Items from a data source

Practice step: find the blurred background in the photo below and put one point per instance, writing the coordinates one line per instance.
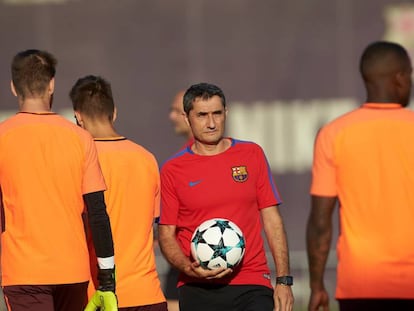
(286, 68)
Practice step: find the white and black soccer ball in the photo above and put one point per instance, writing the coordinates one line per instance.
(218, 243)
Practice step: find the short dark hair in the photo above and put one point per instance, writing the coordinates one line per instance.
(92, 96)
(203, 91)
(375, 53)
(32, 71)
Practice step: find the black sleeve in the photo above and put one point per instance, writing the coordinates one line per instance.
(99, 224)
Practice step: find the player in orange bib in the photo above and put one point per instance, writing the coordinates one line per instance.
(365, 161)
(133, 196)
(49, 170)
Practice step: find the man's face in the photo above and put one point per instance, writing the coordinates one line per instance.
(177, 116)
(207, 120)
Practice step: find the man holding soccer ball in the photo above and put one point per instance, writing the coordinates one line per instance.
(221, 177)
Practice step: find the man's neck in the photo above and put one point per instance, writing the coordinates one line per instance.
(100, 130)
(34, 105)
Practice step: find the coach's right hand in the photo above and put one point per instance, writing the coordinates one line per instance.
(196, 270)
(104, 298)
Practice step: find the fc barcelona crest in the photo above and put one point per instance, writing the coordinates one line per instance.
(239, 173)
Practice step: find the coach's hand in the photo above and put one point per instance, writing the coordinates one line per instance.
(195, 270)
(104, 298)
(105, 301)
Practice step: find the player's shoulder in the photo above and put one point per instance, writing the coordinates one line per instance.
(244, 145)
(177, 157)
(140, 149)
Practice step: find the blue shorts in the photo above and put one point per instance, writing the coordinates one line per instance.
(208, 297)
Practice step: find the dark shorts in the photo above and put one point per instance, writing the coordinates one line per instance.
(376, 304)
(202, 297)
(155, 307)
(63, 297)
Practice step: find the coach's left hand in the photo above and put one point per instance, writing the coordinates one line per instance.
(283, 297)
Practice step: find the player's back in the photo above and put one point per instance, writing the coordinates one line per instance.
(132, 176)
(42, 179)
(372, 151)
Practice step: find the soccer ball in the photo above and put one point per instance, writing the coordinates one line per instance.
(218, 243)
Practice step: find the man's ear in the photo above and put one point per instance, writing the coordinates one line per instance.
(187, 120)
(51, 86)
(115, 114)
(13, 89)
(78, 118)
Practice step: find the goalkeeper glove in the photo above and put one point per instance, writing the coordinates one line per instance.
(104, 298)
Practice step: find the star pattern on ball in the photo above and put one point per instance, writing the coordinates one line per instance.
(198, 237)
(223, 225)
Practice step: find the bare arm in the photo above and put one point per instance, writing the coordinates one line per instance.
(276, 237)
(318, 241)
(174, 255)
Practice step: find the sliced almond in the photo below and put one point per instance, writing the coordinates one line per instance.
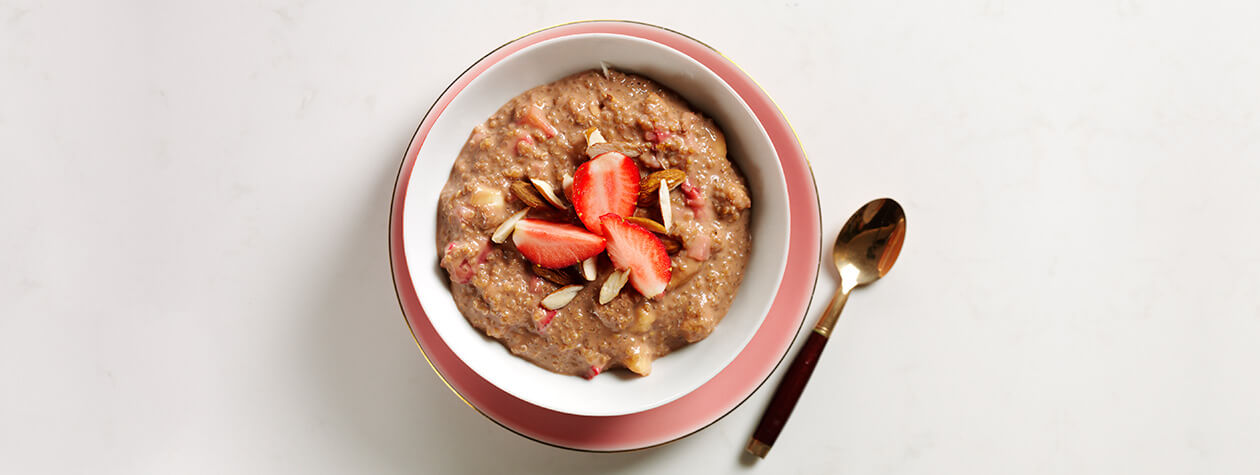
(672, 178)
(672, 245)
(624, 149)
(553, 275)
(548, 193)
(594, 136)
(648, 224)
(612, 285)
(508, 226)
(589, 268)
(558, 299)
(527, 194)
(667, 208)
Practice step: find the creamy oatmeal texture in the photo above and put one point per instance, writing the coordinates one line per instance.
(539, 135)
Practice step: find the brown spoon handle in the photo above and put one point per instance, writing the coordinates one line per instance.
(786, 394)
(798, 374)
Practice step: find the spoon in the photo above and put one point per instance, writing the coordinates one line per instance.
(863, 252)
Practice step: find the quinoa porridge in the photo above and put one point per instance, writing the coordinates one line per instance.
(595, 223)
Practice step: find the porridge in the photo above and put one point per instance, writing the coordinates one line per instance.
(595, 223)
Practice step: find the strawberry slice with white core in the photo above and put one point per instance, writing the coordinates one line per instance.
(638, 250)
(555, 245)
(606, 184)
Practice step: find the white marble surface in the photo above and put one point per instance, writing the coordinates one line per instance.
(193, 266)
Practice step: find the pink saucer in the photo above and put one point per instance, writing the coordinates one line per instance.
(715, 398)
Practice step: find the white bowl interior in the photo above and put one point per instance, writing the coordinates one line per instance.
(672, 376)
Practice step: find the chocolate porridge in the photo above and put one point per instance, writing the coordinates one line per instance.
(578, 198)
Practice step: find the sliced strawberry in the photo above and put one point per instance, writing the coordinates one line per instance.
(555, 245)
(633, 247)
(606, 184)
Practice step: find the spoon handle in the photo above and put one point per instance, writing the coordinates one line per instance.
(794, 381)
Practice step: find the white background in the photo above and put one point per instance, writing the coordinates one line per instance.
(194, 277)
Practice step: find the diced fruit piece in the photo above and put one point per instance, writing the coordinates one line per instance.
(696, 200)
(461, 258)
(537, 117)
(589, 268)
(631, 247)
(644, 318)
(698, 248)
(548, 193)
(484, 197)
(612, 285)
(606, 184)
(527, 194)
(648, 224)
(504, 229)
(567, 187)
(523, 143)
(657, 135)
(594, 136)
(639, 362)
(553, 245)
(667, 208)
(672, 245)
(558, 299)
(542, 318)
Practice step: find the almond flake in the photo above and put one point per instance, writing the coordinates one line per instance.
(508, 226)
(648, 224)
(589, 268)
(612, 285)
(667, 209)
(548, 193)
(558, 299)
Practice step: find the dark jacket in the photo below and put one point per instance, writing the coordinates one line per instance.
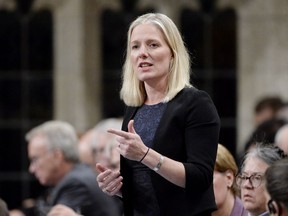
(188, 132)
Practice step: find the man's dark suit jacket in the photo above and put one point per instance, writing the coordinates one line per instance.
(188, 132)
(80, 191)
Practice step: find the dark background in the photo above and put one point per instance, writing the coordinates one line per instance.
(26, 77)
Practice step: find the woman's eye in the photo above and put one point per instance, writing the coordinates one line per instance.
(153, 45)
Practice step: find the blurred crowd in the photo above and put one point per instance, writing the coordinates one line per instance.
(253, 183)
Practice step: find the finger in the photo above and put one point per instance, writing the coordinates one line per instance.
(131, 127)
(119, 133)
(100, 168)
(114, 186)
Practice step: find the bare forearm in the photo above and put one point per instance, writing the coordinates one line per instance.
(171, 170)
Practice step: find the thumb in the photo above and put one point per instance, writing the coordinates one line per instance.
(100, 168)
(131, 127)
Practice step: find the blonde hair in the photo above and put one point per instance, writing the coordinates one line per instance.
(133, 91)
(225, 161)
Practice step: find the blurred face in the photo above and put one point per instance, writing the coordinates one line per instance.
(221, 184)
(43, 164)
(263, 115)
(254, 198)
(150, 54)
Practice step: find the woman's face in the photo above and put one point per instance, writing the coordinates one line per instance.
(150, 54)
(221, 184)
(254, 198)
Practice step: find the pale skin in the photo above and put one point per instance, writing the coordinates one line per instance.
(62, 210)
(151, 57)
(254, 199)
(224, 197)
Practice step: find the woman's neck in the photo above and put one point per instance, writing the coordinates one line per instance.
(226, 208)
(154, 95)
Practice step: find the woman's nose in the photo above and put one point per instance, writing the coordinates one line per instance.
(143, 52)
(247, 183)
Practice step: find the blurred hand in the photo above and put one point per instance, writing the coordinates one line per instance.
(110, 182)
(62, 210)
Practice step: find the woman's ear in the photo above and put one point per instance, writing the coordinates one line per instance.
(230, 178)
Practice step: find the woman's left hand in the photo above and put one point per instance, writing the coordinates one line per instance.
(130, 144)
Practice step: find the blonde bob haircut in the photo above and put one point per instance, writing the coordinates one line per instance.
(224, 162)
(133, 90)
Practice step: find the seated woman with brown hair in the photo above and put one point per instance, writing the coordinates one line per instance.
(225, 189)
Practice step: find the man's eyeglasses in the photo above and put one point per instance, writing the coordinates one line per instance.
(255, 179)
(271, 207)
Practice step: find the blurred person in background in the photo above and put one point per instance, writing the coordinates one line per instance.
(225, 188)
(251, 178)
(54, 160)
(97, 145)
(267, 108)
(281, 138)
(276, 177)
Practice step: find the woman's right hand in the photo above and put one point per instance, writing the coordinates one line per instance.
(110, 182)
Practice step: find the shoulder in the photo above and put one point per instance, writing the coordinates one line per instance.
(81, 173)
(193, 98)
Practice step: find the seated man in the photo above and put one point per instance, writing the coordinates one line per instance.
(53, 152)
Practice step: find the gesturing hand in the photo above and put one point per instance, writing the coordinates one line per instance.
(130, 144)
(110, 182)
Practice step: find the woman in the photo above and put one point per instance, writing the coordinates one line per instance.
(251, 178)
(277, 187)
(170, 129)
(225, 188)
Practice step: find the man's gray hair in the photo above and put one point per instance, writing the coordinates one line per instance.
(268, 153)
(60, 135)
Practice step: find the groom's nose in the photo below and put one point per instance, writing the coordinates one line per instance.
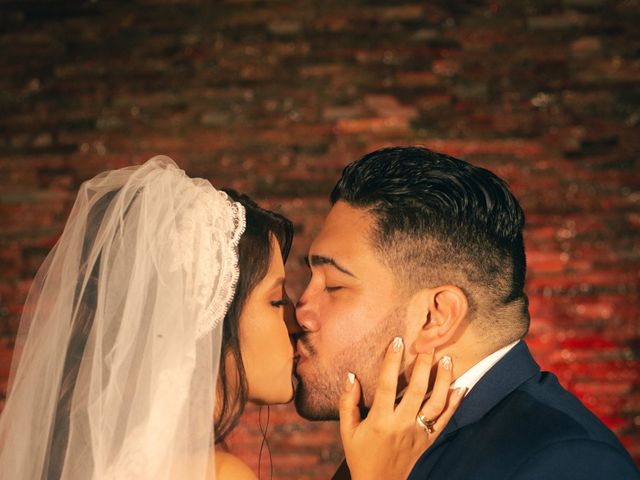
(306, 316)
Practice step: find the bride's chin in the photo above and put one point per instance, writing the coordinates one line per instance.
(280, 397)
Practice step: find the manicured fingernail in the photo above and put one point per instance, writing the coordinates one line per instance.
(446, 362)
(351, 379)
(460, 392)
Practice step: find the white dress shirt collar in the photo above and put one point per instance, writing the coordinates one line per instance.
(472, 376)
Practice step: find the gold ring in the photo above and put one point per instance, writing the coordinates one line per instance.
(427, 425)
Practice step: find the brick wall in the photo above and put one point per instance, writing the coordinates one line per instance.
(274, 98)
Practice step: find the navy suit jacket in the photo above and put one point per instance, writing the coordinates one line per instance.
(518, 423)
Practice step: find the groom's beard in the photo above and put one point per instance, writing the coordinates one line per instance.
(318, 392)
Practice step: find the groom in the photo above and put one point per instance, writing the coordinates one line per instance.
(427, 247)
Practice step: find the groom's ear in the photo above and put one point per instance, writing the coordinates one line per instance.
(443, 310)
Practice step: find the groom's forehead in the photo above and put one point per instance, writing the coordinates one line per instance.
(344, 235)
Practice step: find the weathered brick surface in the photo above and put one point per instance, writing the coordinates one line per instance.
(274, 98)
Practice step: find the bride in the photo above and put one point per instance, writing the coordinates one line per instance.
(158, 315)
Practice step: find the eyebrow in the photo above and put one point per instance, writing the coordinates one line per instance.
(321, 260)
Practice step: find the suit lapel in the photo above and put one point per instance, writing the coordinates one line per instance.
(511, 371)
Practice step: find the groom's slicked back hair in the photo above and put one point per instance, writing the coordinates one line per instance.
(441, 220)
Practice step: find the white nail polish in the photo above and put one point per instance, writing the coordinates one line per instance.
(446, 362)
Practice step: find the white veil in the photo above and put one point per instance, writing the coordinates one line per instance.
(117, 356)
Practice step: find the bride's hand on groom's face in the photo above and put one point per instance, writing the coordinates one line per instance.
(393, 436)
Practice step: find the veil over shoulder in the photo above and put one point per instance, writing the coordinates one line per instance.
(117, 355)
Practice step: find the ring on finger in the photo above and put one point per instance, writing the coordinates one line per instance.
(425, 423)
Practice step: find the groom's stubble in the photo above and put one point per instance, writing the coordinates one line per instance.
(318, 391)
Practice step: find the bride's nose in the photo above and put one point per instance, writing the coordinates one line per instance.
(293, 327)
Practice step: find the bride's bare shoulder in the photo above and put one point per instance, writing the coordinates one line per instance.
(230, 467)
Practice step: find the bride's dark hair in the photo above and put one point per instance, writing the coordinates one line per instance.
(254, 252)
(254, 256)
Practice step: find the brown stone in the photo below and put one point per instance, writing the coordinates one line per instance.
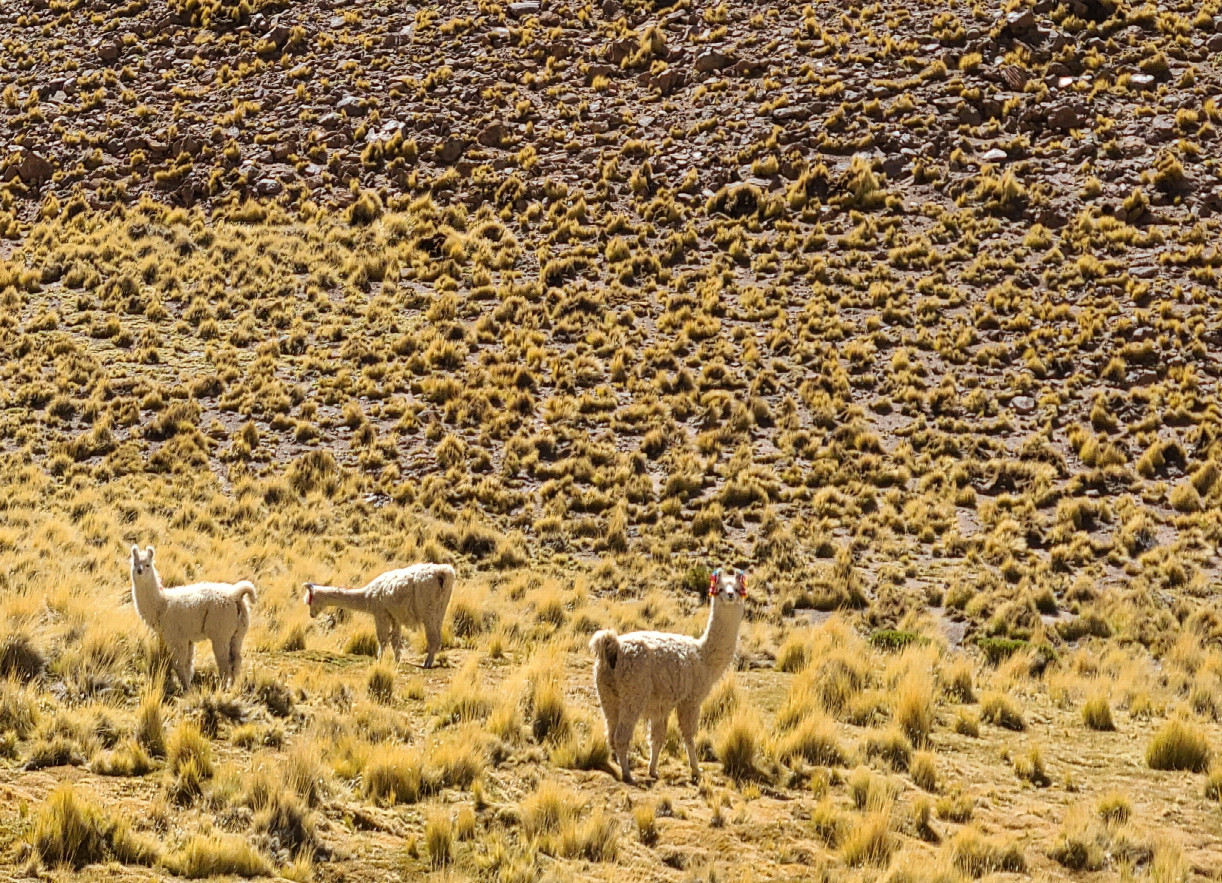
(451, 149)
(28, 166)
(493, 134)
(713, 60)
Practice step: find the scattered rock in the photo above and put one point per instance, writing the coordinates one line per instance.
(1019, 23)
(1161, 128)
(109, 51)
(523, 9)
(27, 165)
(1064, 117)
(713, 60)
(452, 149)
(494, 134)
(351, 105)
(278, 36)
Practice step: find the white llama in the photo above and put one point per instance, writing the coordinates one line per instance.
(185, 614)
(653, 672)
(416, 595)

Exercise description
Beginning at the line that contains "Practice step: find the bride's dark", give the remaining lines of the records again exactly, through the last one. Leave out pictures.

Task output
Practice step: find the bride's dark hair in the photo above and put one point per instance, writing the coordinates one line per instance.
(254, 252)
(254, 256)
Practice step: find the brown stone in the photo below and put one point per instance, writing the coordinates one line per instance.
(451, 149)
(28, 166)
(493, 134)
(713, 60)
Practice step: find the scattered rock in the photo above and put one point per instance, writing the coordinates one line per instance.
(1019, 23)
(1161, 128)
(109, 51)
(523, 9)
(27, 165)
(1064, 117)
(713, 60)
(452, 149)
(494, 134)
(351, 105)
(278, 36)
Practice step: find the white llama in the photo above and put one point per instance, writing the coordinates one line per instance.
(185, 614)
(653, 672)
(416, 595)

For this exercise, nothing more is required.